[begin Extracted information]

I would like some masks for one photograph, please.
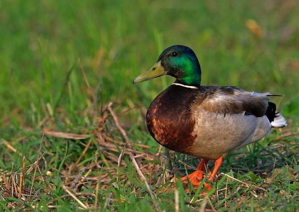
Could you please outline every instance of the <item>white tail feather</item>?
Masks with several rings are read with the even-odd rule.
[[[280,113],[277,113],[276,115],[277,117],[274,118],[274,121],[271,122],[272,127],[282,128],[288,125],[284,117]]]

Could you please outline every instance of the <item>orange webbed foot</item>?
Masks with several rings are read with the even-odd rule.
[[[198,186],[199,186],[199,185],[200,185],[200,182],[201,182],[200,180],[201,180],[203,177],[203,172],[204,170],[205,170],[206,169],[207,164],[208,164],[208,162],[209,162],[208,160],[206,160],[206,159],[202,160],[200,162],[199,164],[198,165],[198,166],[197,167],[197,170],[195,170],[194,172],[193,172],[193,173],[188,175],[188,178],[189,178],[189,180],[190,180],[190,182],[192,184],[192,185],[193,185],[195,189],[197,189],[197,188],[198,188]],[[216,161],[215,161],[215,166],[214,166],[214,169],[213,170],[213,172],[212,172],[210,170],[207,170],[207,172],[209,173],[212,172],[210,177],[208,179],[209,181],[214,181],[214,178],[216,176],[216,173],[217,173],[218,170],[220,167],[222,162],[222,157],[221,156],[218,159],[217,159],[217,160],[216,160]],[[186,176],[185,177],[182,177],[181,178],[181,180],[182,180],[182,183],[185,184],[185,188],[186,187],[188,187],[187,176]],[[212,185],[210,183],[204,183],[203,188],[204,187],[206,188],[206,190],[208,191],[210,191],[211,189],[212,189]],[[191,192],[191,191],[189,191],[189,189],[188,188],[185,189],[185,191],[186,191],[187,193],[190,193]],[[206,193],[205,191],[203,191],[202,192],[202,193]]]

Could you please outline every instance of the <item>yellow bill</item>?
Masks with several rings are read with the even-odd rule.
[[[158,77],[167,74],[161,64],[161,61],[156,63],[150,70],[144,74],[138,76],[133,81],[133,83],[139,83],[140,82],[147,81],[156,77]]]

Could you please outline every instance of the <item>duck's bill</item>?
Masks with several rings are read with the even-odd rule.
[[[160,61],[156,63],[148,71],[135,78],[133,81],[133,83],[147,81],[165,74],[166,74],[166,70],[162,66],[161,61]]]

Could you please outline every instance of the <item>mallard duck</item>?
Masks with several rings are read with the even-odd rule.
[[[189,178],[194,188],[210,160],[215,161],[208,178],[213,181],[227,154],[261,139],[272,127],[287,126],[284,118],[276,112],[276,105],[269,101],[269,96],[276,95],[233,86],[201,85],[199,63],[187,46],[165,49],[152,67],[133,83],[166,74],[175,81],[150,106],[147,125],[162,146],[202,159],[195,171],[181,178],[184,183]],[[204,185],[211,189],[209,184]]]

[end Extracted information]

• [Task to carry out]: Arrange every line of the entries above as a Markdown table with the columns "Row" and "Line," numbering the rows in order. Skip blank lines and leave the pictures out.

• [Exercise response]:
| Row | Line |
|---|---|
| 1 | I would like some masks for one photograph, please. |
| 2 | Could you please outline every instance of the <item>white tail feather</item>? |
| 3 | Masks with several rings are read with the even-odd rule. |
| 4 | [[[280,113],[277,113],[276,115],[277,117],[274,118],[274,121],[271,122],[272,127],[282,128],[288,125],[284,117]]] |
| 5 | Could you please outline every instance of the <item>orange webbed foot</item>? |
| 6 | Masks with several rings are read with the even-odd rule. |
| 7 | [[[198,186],[199,186],[199,185],[200,185],[200,182],[201,182],[200,180],[201,180],[203,177],[203,172],[204,170],[205,170],[206,169],[207,164],[208,164],[208,162],[209,162],[208,160],[206,160],[206,159],[202,160],[200,162],[199,164],[198,165],[198,166],[197,167],[197,170],[195,170],[194,172],[193,172],[193,173],[188,175],[188,178],[189,178],[189,180],[190,180],[190,182],[192,184],[192,185],[193,185],[195,189],[197,189],[197,188],[198,188]],[[216,161],[215,161],[215,166],[214,166],[214,169],[213,170],[213,172],[212,172],[210,170],[207,170],[207,172],[209,173],[212,172],[210,177],[208,179],[209,181],[214,181],[214,178],[216,176],[216,173],[217,173],[218,170],[220,167],[222,162],[222,157],[221,156],[218,159],[217,159],[217,160],[216,160]],[[186,176],[185,177],[182,177],[181,178],[181,180],[182,180],[182,183],[185,184],[185,188],[186,187],[188,187],[187,176]],[[212,185],[210,183],[204,183],[203,188],[204,187],[206,188],[206,190],[208,191],[210,191],[211,189],[212,189]],[[191,192],[191,191],[189,191],[189,189],[188,188],[185,189],[185,191],[186,191],[187,193],[190,193]],[[206,193],[205,191],[203,191],[202,192],[202,193]]] |
| 8 | Could you please outline every instance of the <item>yellow bill</item>? |
| 9 | Masks with several rings are read with the even-odd rule. |
| 10 | [[[158,77],[167,74],[161,64],[161,61],[156,63],[150,70],[144,74],[138,76],[133,81],[133,83],[139,83],[140,82],[147,81],[156,77]]] |
| 11 | Could you please outline every instance of the <item>duck's bill</item>? |
| 12 | Masks with several rings are read with the even-odd rule. |
| 13 | [[[160,61],[156,63],[148,71],[135,78],[133,81],[133,83],[147,81],[165,74],[166,74],[166,70],[162,66],[161,61]]] |
| 14 | Could you please outline every instance of the <item>mallard duck</item>? |
| 15 | Masks with several rings are read with the even-odd rule. |
| 16 | [[[189,178],[194,188],[210,160],[215,161],[208,178],[213,181],[227,154],[261,139],[272,127],[287,126],[284,118],[276,112],[276,105],[269,101],[269,96],[276,95],[233,86],[201,85],[199,63],[187,46],[165,49],[152,67],[133,83],[166,74],[175,81],[150,106],[147,125],[162,146],[202,159],[195,171],[181,178],[184,183]],[[204,185],[211,189],[209,184]]] |